(Stored data entries)
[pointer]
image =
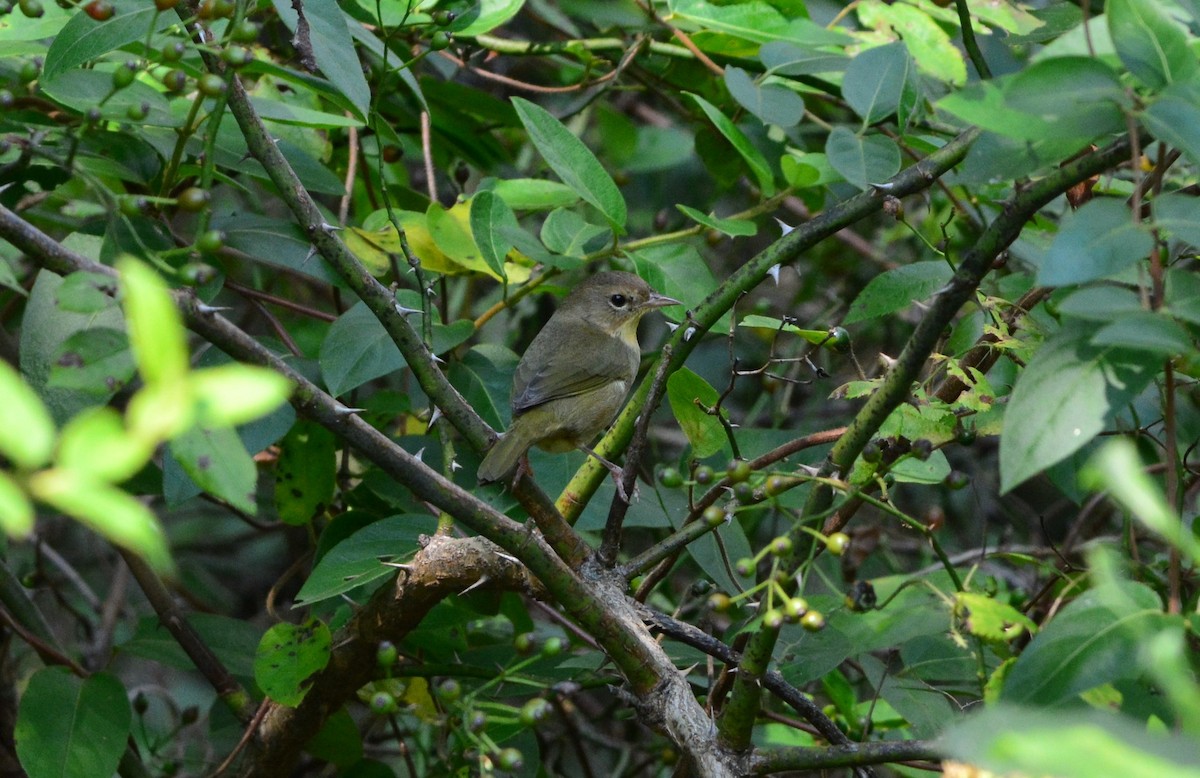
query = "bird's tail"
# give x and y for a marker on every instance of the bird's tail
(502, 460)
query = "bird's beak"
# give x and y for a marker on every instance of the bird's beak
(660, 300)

---

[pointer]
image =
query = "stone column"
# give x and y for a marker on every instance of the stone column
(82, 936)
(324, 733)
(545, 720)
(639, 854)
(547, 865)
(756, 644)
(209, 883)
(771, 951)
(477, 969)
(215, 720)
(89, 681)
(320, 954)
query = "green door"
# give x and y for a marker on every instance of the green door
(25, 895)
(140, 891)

• Task:
Which lines in the data hold the string "query"? Copy each of them.

• Reply:
query = "bird's tail"
query = "bird's beak"
query = "stone column"
query = "green door"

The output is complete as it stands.